> **Your goal**
From the entries below, reproduce exactly the line containing "Target: woman's curly hair", the line containing "Target: backpack shoulder strap", and every line in between, with nothing added.

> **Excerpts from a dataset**
-=-=-

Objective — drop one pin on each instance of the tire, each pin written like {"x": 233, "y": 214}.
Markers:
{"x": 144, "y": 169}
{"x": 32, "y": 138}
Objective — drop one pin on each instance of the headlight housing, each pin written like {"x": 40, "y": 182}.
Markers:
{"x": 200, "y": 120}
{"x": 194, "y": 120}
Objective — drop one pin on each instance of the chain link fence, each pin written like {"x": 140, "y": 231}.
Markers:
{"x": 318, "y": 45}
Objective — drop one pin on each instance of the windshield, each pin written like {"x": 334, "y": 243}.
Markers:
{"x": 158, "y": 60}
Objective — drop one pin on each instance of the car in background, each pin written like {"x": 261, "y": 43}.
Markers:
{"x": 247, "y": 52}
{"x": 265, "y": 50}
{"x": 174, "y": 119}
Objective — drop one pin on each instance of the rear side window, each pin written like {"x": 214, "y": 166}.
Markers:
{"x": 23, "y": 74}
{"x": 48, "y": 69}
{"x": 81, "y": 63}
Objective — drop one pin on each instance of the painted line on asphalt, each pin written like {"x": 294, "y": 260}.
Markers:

-=-=-

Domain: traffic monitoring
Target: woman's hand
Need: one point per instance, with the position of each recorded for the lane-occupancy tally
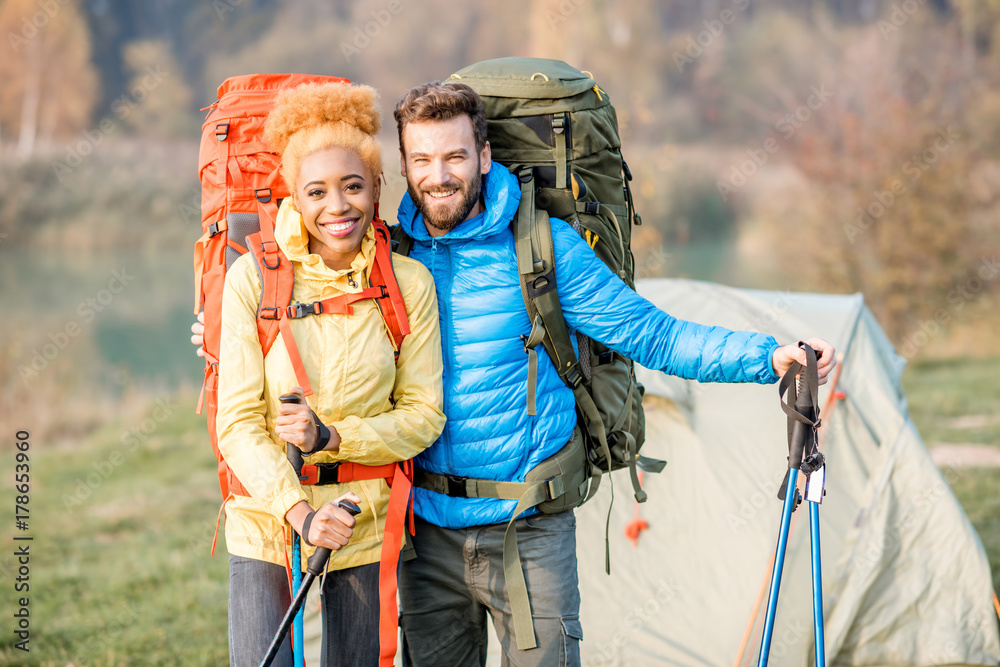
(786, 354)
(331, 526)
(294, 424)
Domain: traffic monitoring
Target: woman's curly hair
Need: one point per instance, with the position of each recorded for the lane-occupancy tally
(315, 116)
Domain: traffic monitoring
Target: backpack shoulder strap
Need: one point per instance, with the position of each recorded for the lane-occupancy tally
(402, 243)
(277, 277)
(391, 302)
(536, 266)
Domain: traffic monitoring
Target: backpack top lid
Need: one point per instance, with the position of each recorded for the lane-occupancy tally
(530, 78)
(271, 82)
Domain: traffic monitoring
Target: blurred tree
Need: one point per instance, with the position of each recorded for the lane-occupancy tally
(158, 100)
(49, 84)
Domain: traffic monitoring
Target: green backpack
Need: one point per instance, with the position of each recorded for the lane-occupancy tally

-=-=-

> **The answer**
Target: woman's curly hair
Need: one point per instance, with the position of each recorded for the lane-occupancy tally
(315, 116)
Domain: traffic monitoring
Target: backpack shoulder strap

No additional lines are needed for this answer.